--- Input data Enclosed Below ---
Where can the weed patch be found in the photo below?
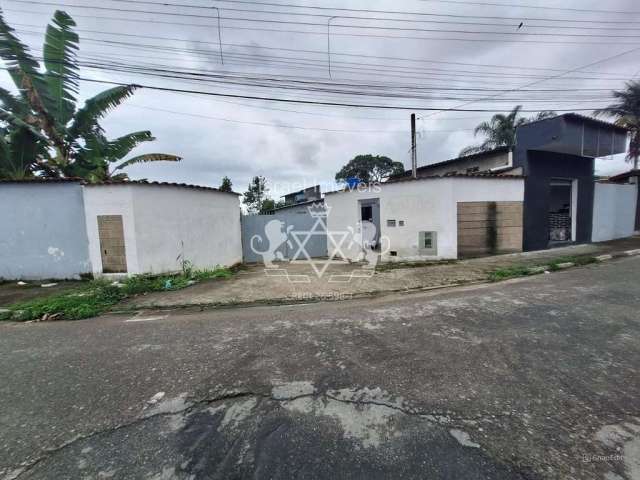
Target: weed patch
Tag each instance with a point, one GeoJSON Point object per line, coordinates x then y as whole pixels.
{"type": "Point", "coordinates": [98, 296]}
{"type": "Point", "coordinates": [525, 270]}
{"type": "Point", "coordinates": [509, 272]}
--- End of Enclosed Input data ---
Look through the records and gather each line with the word "patch".

Where can the weed patch be found in the photo below?
Target: weed patch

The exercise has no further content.